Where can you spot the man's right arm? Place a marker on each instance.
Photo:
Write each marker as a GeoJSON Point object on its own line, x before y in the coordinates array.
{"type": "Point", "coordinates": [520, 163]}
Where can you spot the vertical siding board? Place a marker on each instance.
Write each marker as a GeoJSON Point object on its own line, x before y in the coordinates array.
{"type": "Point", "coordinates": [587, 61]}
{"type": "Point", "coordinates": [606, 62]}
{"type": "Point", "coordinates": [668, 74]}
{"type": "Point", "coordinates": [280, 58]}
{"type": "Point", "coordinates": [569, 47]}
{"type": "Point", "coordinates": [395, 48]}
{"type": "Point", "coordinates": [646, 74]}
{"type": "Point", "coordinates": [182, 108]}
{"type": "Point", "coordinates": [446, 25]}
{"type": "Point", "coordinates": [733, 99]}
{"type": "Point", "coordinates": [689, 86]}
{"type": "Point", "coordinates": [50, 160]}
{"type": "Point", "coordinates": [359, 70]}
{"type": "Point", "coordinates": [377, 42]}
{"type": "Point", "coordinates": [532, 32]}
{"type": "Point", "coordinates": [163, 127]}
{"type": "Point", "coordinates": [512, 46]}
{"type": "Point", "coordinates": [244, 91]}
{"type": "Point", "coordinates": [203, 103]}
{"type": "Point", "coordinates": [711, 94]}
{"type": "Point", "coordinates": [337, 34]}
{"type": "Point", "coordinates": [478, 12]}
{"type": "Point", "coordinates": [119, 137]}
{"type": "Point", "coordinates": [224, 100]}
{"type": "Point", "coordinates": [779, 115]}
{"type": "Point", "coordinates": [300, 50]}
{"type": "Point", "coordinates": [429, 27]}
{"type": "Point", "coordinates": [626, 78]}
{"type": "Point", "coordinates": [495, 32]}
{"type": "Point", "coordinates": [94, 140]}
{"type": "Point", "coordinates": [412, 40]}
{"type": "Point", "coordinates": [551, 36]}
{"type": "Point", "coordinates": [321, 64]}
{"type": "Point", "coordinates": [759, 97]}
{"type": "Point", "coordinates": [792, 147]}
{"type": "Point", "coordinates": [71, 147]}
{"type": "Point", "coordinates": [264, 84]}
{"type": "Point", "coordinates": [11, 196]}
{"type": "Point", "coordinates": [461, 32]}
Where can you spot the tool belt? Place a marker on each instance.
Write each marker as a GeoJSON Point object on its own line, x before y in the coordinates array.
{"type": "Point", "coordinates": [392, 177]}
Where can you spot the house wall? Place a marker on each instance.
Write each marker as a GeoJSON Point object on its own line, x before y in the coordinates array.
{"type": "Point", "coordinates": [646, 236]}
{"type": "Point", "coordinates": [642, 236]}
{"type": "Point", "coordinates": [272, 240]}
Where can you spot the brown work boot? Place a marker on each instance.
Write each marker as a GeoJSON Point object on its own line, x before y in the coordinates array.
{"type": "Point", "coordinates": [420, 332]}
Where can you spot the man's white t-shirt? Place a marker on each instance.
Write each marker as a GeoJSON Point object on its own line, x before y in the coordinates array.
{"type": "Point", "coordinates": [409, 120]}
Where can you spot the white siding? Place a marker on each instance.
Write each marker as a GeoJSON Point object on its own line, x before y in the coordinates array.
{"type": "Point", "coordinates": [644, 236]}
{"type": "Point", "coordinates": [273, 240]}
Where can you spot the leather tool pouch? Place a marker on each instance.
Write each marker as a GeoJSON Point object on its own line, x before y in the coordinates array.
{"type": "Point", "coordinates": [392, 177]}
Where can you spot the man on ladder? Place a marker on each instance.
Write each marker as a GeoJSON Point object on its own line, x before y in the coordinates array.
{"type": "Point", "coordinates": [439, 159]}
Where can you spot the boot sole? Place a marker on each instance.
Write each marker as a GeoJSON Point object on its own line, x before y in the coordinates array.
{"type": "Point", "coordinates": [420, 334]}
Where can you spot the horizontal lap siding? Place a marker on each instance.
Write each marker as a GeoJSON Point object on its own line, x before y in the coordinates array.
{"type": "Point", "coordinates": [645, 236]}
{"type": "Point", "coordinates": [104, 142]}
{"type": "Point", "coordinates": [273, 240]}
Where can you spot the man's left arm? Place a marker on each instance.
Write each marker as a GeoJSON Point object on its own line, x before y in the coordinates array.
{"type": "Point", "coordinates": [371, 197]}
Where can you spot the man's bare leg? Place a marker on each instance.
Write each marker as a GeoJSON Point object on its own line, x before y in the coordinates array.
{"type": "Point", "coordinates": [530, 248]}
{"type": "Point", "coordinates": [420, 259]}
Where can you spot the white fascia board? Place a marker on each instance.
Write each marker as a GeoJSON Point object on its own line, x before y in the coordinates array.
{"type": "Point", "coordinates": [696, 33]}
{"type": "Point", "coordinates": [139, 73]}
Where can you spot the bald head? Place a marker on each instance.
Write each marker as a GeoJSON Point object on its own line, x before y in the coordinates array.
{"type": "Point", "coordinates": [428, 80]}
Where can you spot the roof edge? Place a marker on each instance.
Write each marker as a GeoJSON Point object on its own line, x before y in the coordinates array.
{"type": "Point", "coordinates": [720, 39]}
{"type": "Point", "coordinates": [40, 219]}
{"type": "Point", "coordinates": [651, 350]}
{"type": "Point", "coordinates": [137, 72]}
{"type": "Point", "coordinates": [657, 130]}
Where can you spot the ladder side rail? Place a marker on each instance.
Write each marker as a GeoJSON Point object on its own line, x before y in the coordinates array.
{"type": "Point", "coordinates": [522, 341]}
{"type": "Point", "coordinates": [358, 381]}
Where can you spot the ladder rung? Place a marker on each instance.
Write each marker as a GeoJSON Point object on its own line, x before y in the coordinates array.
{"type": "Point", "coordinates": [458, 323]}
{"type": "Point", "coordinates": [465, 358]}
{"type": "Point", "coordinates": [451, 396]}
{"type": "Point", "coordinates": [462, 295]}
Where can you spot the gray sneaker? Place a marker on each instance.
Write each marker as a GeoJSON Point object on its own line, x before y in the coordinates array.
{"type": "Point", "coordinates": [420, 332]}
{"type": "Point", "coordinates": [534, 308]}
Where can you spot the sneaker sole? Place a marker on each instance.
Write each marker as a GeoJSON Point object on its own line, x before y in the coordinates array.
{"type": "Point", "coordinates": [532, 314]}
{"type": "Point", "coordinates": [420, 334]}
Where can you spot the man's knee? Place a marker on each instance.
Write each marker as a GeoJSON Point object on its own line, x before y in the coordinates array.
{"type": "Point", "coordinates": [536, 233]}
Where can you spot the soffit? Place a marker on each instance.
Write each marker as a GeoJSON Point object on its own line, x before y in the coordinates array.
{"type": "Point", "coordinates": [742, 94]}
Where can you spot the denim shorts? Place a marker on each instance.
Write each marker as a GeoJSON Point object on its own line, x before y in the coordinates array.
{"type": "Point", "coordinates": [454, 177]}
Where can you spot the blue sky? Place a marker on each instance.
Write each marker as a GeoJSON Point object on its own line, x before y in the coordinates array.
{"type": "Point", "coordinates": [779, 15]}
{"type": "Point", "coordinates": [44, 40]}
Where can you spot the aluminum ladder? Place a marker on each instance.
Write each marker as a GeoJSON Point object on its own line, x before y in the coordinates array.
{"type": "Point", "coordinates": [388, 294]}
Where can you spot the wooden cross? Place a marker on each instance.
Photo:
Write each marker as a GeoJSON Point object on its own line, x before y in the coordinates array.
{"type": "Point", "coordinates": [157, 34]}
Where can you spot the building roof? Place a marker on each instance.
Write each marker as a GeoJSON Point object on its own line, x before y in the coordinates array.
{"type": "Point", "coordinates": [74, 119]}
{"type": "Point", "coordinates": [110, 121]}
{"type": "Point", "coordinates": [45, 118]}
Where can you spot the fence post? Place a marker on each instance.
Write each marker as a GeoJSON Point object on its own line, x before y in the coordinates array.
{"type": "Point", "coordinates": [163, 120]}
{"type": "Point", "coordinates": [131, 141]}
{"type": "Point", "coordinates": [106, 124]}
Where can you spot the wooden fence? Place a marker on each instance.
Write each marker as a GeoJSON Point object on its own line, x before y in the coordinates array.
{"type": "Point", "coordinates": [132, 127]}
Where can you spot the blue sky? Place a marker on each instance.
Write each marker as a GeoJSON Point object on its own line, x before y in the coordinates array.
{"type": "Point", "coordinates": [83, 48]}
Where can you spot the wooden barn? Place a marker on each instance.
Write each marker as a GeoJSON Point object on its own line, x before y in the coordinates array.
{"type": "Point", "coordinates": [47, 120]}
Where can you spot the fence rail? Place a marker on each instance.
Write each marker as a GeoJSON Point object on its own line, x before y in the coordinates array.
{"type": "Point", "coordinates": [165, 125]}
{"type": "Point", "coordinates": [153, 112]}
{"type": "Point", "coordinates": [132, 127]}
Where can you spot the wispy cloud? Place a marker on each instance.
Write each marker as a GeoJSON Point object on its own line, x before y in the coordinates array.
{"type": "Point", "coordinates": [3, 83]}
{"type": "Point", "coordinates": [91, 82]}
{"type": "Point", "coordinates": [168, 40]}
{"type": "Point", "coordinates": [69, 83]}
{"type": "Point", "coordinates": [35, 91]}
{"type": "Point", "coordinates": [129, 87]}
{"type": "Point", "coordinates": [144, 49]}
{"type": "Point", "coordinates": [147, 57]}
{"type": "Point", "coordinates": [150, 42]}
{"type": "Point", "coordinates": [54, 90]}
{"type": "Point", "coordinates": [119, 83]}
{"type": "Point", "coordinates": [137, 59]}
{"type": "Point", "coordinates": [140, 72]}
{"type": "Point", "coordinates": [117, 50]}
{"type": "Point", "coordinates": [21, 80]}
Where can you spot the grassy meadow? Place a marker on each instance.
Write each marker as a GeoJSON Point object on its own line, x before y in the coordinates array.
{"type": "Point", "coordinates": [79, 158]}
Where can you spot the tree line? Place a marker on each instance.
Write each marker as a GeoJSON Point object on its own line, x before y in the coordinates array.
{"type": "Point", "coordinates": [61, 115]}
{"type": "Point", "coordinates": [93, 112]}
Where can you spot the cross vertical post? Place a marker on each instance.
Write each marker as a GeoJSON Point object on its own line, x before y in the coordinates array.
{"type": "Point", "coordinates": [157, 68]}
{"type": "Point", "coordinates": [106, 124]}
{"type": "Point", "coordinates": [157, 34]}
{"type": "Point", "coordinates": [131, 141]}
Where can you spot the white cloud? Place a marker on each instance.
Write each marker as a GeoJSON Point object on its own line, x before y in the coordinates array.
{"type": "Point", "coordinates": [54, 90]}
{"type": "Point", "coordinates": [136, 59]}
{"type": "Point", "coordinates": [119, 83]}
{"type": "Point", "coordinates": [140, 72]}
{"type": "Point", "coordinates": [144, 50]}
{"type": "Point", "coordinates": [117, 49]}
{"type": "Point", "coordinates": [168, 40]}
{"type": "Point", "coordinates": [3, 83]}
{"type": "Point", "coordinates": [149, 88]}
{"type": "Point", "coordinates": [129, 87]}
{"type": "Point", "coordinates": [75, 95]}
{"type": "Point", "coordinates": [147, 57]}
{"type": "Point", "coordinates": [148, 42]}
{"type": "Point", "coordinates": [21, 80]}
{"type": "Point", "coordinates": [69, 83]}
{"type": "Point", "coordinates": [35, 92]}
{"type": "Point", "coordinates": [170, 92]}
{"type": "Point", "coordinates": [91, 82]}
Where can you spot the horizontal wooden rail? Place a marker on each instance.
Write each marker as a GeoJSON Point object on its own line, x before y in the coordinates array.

------------

[WHAT TO WORK ON] All lines in the listing above with the string "fence" should be returned.

[EXERCISE OUTPUT]
Where can you spot the fence post? Place a marker on each instance.
Where can you spot the wooden fence? Place a marker on each instance.
Where can you spot the fence rail? Place a marker on each instance.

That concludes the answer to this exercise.